### Document text
## Begin

Astronomical Feature of the Month
GRAVITATIONAL LENSING


Gravitational lensing is a rare but beautiful and scientifically useful phenomena. The principle behind it is that a massive foreground object, like a galaxy or cluster of galaxies, generates a strong gravitational field that can actually bend or refract light from distant background objects. If a gravitational lens was at work, an observer on Earth would see not only the "real" distant object, but also an illusionary double or perhaps multiple false images, including ring or arc-like structures. Even though lenses were predicted by Albert Einstein early in the 20th century, the first example of a grav lens was not found until 1979. That turned out to be a visible galaxy that was distorting the image of a quasar along the same sight line. In April of 1995, the Hubble Space Telescope discovered a lens in Abell 2218 (see picture below), showing the characteristic multiple "arcs" of a lensed quasar. An interesting note, if the gravity source was perfectly aligned between Earth and the distant object, the lensed view that we’d see would be a complete circle around the object. (Would that make for an interesting painting or what?) Recently, the HST has discovered a galaxy that is estimated to be over 13 billion light years from Earth, currently the farthest away known object. Too dim to be seen normally, the galaxy happens to lie directly on the sight line of a cluster of galaxies 5 billion light years away. This cluster lensed the light of the distant galaxy making it 5 to 10 times brighter than normal and thus visible to astronomers via the Hubble on Earth.

## End

### Your tasks
• A. Summarize the gravitational lensing feature in two sentences.
• B. From the listing, reproduce word for word the stretch from the line that contains "손안에 서울 logo" through the line that contains "x=371, y=199", including both of those lines.

### Dataset extract
## Begin

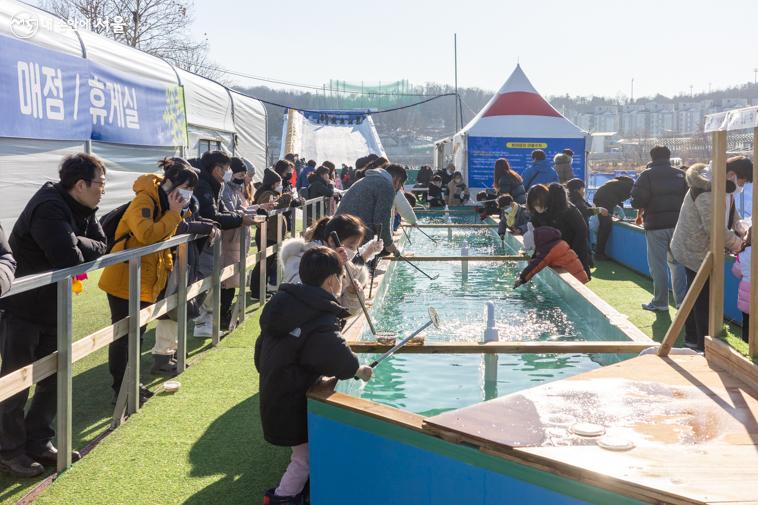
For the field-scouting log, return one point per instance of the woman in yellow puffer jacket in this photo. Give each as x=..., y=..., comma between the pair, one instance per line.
x=152, y=216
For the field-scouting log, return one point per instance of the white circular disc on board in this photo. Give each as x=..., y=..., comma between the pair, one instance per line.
x=587, y=429
x=613, y=443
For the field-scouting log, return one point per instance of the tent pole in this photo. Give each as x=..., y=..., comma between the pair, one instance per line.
x=455, y=58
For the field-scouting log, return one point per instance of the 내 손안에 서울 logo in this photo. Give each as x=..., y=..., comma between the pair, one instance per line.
x=24, y=25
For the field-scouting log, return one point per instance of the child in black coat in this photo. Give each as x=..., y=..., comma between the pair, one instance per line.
x=300, y=341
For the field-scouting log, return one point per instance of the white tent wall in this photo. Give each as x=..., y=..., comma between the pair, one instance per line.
x=250, y=125
x=199, y=133
x=208, y=103
x=124, y=164
x=26, y=163
x=336, y=143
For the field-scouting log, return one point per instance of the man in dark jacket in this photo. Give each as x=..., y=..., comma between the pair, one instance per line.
x=215, y=170
x=658, y=195
x=609, y=196
x=7, y=264
x=300, y=341
x=57, y=229
x=371, y=199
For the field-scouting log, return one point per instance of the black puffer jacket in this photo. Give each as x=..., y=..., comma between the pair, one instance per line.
x=614, y=192
x=211, y=206
x=659, y=191
x=300, y=341
x=54, y=231
x=7, y=264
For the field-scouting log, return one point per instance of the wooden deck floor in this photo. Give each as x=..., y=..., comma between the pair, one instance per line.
x=694, y=426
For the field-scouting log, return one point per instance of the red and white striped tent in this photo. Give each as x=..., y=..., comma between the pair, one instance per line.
x=516, y=120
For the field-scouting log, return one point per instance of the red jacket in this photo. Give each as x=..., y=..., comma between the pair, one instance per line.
x=551, y=251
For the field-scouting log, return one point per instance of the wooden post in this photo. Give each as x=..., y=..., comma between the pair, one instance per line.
x=181, y=307
x=242, y=268
x=65, y=338
x=753, y=329
x=718, y=226
x=216, y=292
x=132, y=375
x=689, y=301
x=262, y=254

## End

### Problem solutions
• A. Gravitational lensing happens when a massive foreground object, such as a galaxy or a cluster of galaxies, bends light from distant background objects, so an observer sees false double or multiple images, including rings or arcs. Einstein predicted lenses, but the first was not found until 1979, and the Hubble Space Telescope has since discovered a lens in Abell 2218 and, through a cluster's lensing, made visible a galaxy estimated to be over 13 billion light years away.

• B.
For the field-scouting log, return one point per instance of the 내 손안에 서울 logo in this photo. Give each as x=..., y=..., comma between the pair, one instance per line.
x=24, y=25
For the field-scouting log, return one point per instance of the child in black coat in this photo. Give each as x=..., y=..., comma between the pair, one instance per line.
x=300, y=341
For the field-scouting log, return one point per instance of the white tent wall in this photo. Give each as x=..., y=..., comma between the pair, one instance per line.
x=250, y=125
x=199, y=133
x=208, y=103
x=124, y=164
x=26, y=163
x=336, y=143
For the field-scouting log, return one point per instance of the man in dark jacket in this photo. Give each as x=..., y=..., comma between the pair, one instance per line.
x=215, y=170
x=658, y=195
x=609, y=196
x=7, y=264
x=300, y=341
x=57, y=229
x=371, y=199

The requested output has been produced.